Ausgangstext:

# # # #

Wie man aber auf den bilder erkennen kann, kühlt das Peltier hier nur die Rückseite der ersten Lage Heatpipes - ein Großteil der wärme wird also ganz konventionell abgeführt, das Peltier kann deutlich kleiner ausfallen. Dafür kommt man nicht unter Raumtemperatur und die Kühlleistung ist nicht wesentlich besser, als ohne Pelztier.
(Gabs in der Vergangenheit schon mehrfach, aber nie in eine Qualität, die mit konventionellen high-end Luftkühlern mithalten, geschweige denn ihren Stromverbrauch rechtfertigen konnte)


----------



## Uziflator (20. Januar 2009)

*AW: Cooler Master V10: CPU-Kühler mit Peltier-Element*

Das Design ist gewönungs bedürftig,an die Highend Kühlern wird er aber nicht ran kommen.


----------



## FortunaGamer (20. Januar 2009)

*AW: Cooler Master V10: CPU-Kühler mit Peltier-Element*

Was ist das für ein Kühler übertrieben sieht merkwürdig aus. In einem PC mit durchsichtiger Wand sieht das Ding bestimmt geil aus.


----------



## uk3k (20. Januar 2009)

*AW: Cooler Master V10: CPU-Kühler mit Peltier-Element*

Haben will^^

Sieht nett aus, warte aber auch erst nen Test ab^^

@PCGH: Meint ihr nicht, dass die Bezeichnung 200W+ eher auf die maximal abführbare TDP einer CPU verweist??? Weil mit 200W Leistungsaufnahme hätte man dann doch ein kleineres Problem mit der Stromversorgung:
200W/12V=16A
was in nem Rechner der eh schon mit ner stromfressenden, übertakteten CPU und ner overcklockten Graka verdammt viel Saft wäre, der irgendwo herkommen müsste.

mfg


----------



## HowDee (20. Januar 2009)

*AW: Cooler Master V10: CPU-Kühler mit Peltier-Element*

Ein ähnliches Kühlkonzept gab's schonmal für Grafikkarten u.a. von MACS
(MACS VGA-Cooler "Sorceress" MA-8200), welcher (leider) standardmäßig auf meiner x1950xt AGP verbaut ist.
Die Kühlleistung von ~5°C mehr mit aktiviertem Peltier rechtfertigt nicht die 100 Watt, die es mehr aus der Steckdose zieht. Die heiße Seite des Peltiers wurde außerdem nicht ausreichend gekühlt, weshalb der Nutzen des Elements noch fragwürdiger wurde. Zuguterletzt hab' ich das Peltier dann ausgebaut...
Für absolute OC Freaks mag sowas was sein. Aber eine Wakü wird im Endeffekt doch wirtschaftlicher sein.
Für unter 0°C Benchen etc. hat sich ja eh schon DICE/LN2 durchgesetzt..
Achja: ohne Verschalung sieht der Kühler gut aus


----------



## AMD (20. Januar 2009)

*AW: Cooler Master V10: CPU-Kühler mit Peltier-Element*



Olstyle schrieb:


> ...Wofür man wiederum eine Wakü braucht.
> 
> @Topic:
> Im Zweifelsfall wird das genau so ein Reinfall wie der Gemini II. Riesengroß aber doch hinter der Konkurrenz.

# # # #

Quellenangaben:
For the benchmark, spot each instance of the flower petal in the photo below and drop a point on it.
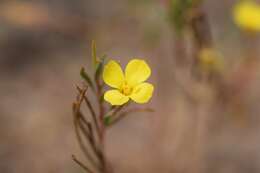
(137, 71)
(114, 97)
(113, 74)
(247, 15)
(142, 93)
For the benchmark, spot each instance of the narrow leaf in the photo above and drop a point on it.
(86, 77)
(94, 53)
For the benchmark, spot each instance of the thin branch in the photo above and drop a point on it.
(81, 164)
(81, 143)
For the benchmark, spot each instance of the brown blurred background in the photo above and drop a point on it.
(43, 44)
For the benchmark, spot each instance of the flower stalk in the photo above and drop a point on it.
(91, 129)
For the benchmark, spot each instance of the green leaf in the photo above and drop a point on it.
(94, 53)
(86, 77)
(99, 67)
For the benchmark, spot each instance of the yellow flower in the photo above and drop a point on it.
(246, 15)
(128, 85)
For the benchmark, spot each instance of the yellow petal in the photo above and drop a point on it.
(113, 74)
(114, 97)
(247, 15)
(142, 93)
(137, 71)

# # # #

Aufgabe A:
Stimmen diese Aussagen mit der Diskussion zum Cooler Master V10 überein? Beantworte jede mit Ja oder Nein und zitiere die entscheidenden Worte der Diskussion.
(i) Laut HowDee bringt das aktivierte Peltier auf seiner Grafikkarte etwa 5 °C mehr Kühlleistung.
(ii) Laut dem ersten Absatz kühlt das Peltier beim V10 alle Lagen der Heatpipes.
(iii) uk3k rechnet vor, dass 200 W bei 12 V einen Strom von 16 A ergeben.
Aufgabe B:
Führe die Diskussion zum Cooler Master V10 im Anschluss an ihren letzten Satz fort.

Lösung A:
(i) Ja: „Die Kühlleistung von ~5°C mehr mit aktiviertem Peltier rechtfertigt nicht die 100 Watt, die es mehr aus der Steckdose zieht.“
(ii) Nein: „kühlt das Peltier hier nur die Rückseite der ersten Lage Heatpipes“
(iii) Ja: „200W/12V=16A“

Lösung B:
Ich halte meinen Gemini II für keinen Reinfall. Mit 2x 120mm kühlt der extrem gut! Braucht platz klar aber wenn man sich sowas kauft hat man oft auch einen Big Tower wo der Platz auch reicht


----------



## NOOKYN (20. Januar 2009)

*AW: Cooler Master V10: CPU-Kühler mit Peltier-Element*

Mmh... also ich finde ihn sehr interessant! Sollte auch in meinen Stacker 832 reinpassen! 

Aber ich bezweifle das der über meine Corsair Dominator passt! Was meint ihr? Würde das passen oder wären die die Dominator zu hoch?


----------



## Shibi (20. Januar 2009)

*AW: Cooler Master V10: CPU-Kühler mit Peltier-Element*

Der Kühler bietet zwar einige Innovationen, aber so 100% bin ich noch nicht überzeugt. Mal schauen was die Tests sagen.

Die Namensgebung ist komisch. Beim V8 habe ich ja verstanden warum er den Namen trägt, aber der V10 passt da ja wohl nicht rein. 

mfg, Shibi


----------



## DanielX (20. Januar 2009)

*AW: Cooler Master V10: CPU-Kühler mit Peltier-Element*

Ich sag der wird in den Tests voll versagen, leider. 

MfG DanielX


----------



## OC-Noob (20. Januar 2009)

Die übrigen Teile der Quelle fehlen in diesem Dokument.